» **Teks Halaman**:
━━━━━━━━━━━━━━━━
KABARBURSA.COM - Laju inflasi Indonesia meningkat tajam pada April 2025, menandai tekanan harga yang semakin nyata di tengah momen Lebaran dan depresiasi rupiah. Badan Pusat Statistik (BPS) mencatat inflasi tahunan (year-on-year/YoY) mencapai 1,95 persen—level tertinggi sejak Agustus 2024 dan jauh melampaui proyeksi awal yang dipatok pada 1,3 persen.
Kenaikan ini mencerminkan efek pass-through dari harga yang lebih tinggi selama periode Ramadan dan Lebaran, serta reaksi pelaku usaha yang mulai meneruskan beban kenaikan biaya produksi kepada konsumen.
“Ketika harga-harga meningkat, dan kurs rupiah terus terdepresiasi, pelaku usaha tak punya pilihan selain menaikkan harga jual,” ujar Ekonom Senior Samuel Sekuritas Indonesia (SSI) Fithra Faisal Hastiadi dalam keterangannya di Jakarta, Jumat 2 Mei 2025.
Sektor perumahan menjadi penyumbang utama lonjakan inflasi dengan pertumbuhan tahunan sebesar 1,60 persen, berbalik arah dari deflasi 4,68 persen pada Maret lalu. Lonjakan ini dipicu berakhirnya program diskon tarif listrik 50 persen yang sebelumnya berlaku pada dua bulan pertama tahun ini.
━━━━━━━━━━━━━━━━
» **Soal Tugas 1**:
Tolong tentukan apakah setiap pernyataan berikut sesuai dengan berita inflasi di atas. Jawab ya atau tidak, lalu kutip kata-kata penentunya dari berita itu.
(a) Inflasi tahunan Indonesia pada April 2025 mencapai 1,95 persen.
(b) Proyeksi awal inflasi dipatok pada 2 persen.
(c) Sektor perumahan mengalami deflasi pada bulan Maret.
» **Soal Tugas 2**: Menurut berita inflasi di atas, apa pemicu lonjakan inflasi di sektor perumahan?
» **Soal Tugas 3**: Lanjutkan berita tentang inflasi April 2025 mulai dari kalimat terakhirnya.

» **Bagian Data**:
━━━━━━━━━━━━━━━━
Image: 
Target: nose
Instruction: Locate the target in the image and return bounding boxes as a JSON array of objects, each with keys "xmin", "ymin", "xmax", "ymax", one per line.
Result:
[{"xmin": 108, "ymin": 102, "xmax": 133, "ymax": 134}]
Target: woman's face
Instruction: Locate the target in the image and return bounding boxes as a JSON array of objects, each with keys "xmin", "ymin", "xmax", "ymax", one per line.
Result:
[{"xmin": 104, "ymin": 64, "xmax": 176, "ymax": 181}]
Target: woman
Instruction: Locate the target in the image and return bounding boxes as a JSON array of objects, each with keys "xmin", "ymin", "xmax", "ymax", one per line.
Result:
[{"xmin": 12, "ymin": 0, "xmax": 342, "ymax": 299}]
━━━━━━━━━━━━━━━━
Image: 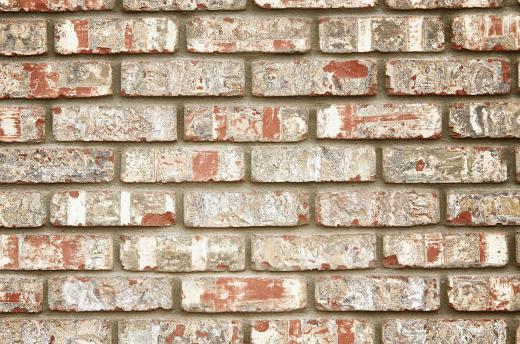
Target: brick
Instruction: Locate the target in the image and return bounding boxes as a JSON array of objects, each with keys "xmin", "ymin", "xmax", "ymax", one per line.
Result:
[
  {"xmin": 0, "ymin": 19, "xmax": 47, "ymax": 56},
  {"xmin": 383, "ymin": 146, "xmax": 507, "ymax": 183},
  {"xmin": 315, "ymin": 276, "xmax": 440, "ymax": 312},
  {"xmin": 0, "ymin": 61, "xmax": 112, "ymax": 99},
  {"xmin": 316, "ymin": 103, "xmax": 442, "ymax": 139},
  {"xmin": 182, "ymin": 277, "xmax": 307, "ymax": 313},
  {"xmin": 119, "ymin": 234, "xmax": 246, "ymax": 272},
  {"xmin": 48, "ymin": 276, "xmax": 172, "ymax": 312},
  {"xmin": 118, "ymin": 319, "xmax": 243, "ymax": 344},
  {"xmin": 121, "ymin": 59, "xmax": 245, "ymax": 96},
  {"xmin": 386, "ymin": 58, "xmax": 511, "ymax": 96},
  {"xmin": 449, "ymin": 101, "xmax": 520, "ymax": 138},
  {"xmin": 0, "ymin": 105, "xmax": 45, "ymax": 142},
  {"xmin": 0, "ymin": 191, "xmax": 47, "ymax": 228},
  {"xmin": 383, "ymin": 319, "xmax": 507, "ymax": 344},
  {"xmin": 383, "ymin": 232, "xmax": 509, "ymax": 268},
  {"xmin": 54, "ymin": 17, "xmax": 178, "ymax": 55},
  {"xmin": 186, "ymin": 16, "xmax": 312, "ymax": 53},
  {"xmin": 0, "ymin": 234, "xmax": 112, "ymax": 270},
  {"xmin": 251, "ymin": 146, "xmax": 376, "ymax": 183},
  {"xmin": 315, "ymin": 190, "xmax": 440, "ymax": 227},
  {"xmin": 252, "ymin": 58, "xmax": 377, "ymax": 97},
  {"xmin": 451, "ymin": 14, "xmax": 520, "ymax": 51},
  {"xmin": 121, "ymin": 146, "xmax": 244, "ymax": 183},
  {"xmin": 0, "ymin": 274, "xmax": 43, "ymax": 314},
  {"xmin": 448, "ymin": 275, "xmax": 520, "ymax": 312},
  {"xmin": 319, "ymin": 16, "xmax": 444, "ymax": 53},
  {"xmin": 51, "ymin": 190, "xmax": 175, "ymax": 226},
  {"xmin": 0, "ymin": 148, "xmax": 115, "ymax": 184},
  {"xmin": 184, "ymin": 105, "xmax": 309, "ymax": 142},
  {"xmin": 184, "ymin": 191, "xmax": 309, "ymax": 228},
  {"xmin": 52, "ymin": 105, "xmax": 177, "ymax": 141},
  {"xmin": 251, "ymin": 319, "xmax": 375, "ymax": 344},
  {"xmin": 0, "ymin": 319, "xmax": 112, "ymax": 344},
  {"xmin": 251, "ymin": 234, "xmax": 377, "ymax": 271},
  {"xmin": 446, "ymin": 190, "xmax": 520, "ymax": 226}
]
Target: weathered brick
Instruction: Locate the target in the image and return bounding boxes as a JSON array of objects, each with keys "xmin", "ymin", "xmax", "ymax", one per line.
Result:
━━━━━━━━━━━━━━━━
» **Jawaban Tugas 1**:
(a) Ya: "inflasi tahunan (year-on-year/YoY) mencapai 1,95 persen"
(b) Tidak: "proyeksi awal yang dipatok pada 1,3 persen"
(c) Ya: "berbalik arah dari deflasi 4,68 persen pada Maret lalu"

» **Jawaban Tugas 2**: Berakhirnya program diskon tarif listrik 50 persen yang berlaku pada dua bulan pertama tahun ini.

» **Jawaban Tugas 3**:
Selain itu, inflasi juga meningkat di sektor makanan dan kesehatan, meskipun relatif lebih moderat. Sementara itu, sektor transportasi dan komunikasi justru mencatat kontraksi harga, dan laju kenaikan di sektor akomodasi dan restoran mulai melambat.
Di sisi lain, inflasi inti—yang mencerminkan tekanan harga jangka panjang dan lebih stabil—naik ke level 2,50 persen YoY, menjadi yang tertinggi dalam hampir dua tahun terakhir. Menurut Fithra, ini menjadi indikator penting bahwa tekanan biaya dari sisi penawaran, khususnya akibat pelemahan rupiah, mulai berdampak lebih luas.
“Meskipun permintaan masih lemah, pengusaha mulai mengalami tekanan di sisi biaya, terutama dari komponen impor,” katanya.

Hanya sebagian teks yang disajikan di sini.